_EXERCISE AIM:_
For each line below, print it again exactly as shown.
[[ SOURCE RECORDS, beginning ]]
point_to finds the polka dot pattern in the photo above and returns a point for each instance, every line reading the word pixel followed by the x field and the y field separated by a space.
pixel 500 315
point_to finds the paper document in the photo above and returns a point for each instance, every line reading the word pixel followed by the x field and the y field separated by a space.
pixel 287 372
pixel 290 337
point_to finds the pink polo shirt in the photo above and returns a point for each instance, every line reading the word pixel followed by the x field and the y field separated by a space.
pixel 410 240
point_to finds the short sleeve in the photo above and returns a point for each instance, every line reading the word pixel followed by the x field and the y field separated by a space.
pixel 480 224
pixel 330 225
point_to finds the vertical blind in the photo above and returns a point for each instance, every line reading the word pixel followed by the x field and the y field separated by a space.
[[ SOURCE RECORDS, end ]]
_TASK RESULT:_
point_to finds the polka dot pattern in the photo above and returns a point for each instance, every line reading the word pixel followed by the x field and the y field separated by a space.
pixel 500 315
point_to finds the paper document in the photo above and returns a point for each instance, every line reading the word pixel followed by the x field and the y field separated by a space.
pixel 287 372
pixel 290 337
point_to finds the pink polo shirt in the photo above and returns a point for each instance, every line reading the word pixel followed by the x field and the y field separated by a space.
pixel 410 240
point_to finds the short sleeve in the photo above and returns a point for each instance, every line reading the word pixel followed by the x field and the y field separated by a space.
pixel 480 224
pixel 330 225
point_to finds the vertical blind in the photo above and returns a point for each instance, every line reading the word pixel followed by the x field and the y field separated by a space.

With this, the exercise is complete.